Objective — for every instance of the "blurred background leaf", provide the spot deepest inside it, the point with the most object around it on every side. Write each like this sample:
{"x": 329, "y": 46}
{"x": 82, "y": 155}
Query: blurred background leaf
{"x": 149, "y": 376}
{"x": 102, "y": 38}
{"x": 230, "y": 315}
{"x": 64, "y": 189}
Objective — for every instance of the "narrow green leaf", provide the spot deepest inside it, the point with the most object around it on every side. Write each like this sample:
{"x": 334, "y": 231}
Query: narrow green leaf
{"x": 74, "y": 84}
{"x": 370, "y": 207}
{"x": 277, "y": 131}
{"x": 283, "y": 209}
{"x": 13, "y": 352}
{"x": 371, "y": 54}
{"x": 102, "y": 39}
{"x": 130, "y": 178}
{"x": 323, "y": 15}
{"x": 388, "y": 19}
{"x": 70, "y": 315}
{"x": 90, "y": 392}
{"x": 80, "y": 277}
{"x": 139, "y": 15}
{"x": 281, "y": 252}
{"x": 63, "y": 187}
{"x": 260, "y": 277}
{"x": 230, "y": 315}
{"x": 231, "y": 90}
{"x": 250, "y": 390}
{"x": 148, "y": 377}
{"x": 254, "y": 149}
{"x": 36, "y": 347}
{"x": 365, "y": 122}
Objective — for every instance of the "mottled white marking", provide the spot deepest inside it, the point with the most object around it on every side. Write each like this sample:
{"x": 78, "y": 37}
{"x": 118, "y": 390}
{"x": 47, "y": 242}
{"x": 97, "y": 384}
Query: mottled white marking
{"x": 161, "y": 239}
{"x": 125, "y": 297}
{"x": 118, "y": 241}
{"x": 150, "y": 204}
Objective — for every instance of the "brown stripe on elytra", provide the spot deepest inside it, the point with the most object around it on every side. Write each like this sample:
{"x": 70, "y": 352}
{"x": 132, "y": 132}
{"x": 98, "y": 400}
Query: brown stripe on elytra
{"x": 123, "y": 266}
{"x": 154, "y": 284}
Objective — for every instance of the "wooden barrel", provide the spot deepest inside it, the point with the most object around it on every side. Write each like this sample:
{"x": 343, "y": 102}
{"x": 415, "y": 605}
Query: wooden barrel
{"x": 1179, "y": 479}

- What this task involves
Set down all of the records shown above once more, exactly.

- Response to the exercise
Objective — for every instance of the "blurred background leaf", provide the spot deepest inside it, the point with the most object around it on every side. Write each like this sample:
{"x": 329, "y": 46}
{"x": 82, "y": 155}
Query: blurred background leaf
{"x": 149, "y": 376}
{"x": 102, "y": 38}
{"x": 230, "y": 315}
{"x": 64, "y": 189}
Objective — for every instance of the "narrow green leaf", provide the spot deepest inside it, the point with the most object around it on every side. Write each like this sample:
{"x": 334, "y": 231}
Query: narrow green leaf
{"x": 74, "y": 84}
{"x": 370, "y": 207}
{"x": 277, "y": 131}
{"x": 283, "y": 209}
{"x": 13, "y": 352}
{"x": 371, "y": 54}
{"x": 102, "y": 39}
{"x": 130, "y": 178}
{"x": 323, "y": 15}
{"x": 388, "y": 19}
{"x": 70, "y": 315}
{"x": 90, "y": 392}
{"x": 80, "y": 277}
{"x": 139, "y": 15}
{"x": 281, "y": 252}
{"x": 63, "y": 187}
{"x": 260, "y": 277}
{"x": 230, "y": 315}
{"x": 231, "y": 90}
{"x": 250, "y": 390}
{"x": 148, "y": 377}
{"x": 254, "y": 149}
{"x": 36, "y": 347}
{"x": 365, "y": 122}
Objective — for every instance of the "mottled white marking", provide the spot deepest inside it, the point with the most object around it on every side. Write each like this sample:
{"x": 78, "y": 37}
{"x": 118, "y": 390}
{"x": 47, "y": 242}
{"x": 97, "y": 384}
Query: mottled white marking
{"x": 161, "y": 239}
{"x": 125, "y": 297}
{"x": 118, "y": 241}
{"x": 150, "y": 204}
Objective — for every instance of the "brown stripe on elytra", provide the spot deepest inside it, the point with the most object around it on every side. Write each like this sample:
{"x": 70, "y": 352}
{"x": 132, "y": 132}
{"x": 98, "y": 400}
Query: brown stripe on elytra
{"x": 123, "y": 266}
{"x": 154, "y": 284}
Objective — for every instance of the "wooden barrel", provide the spot deepest inside it, the point with the most object around it on every side. Write each like this sample:
{"x": 343, "y": 102}
{"x": 415, "y": 605}
Query: wooden barrel
{"x": 1179, "y": 479}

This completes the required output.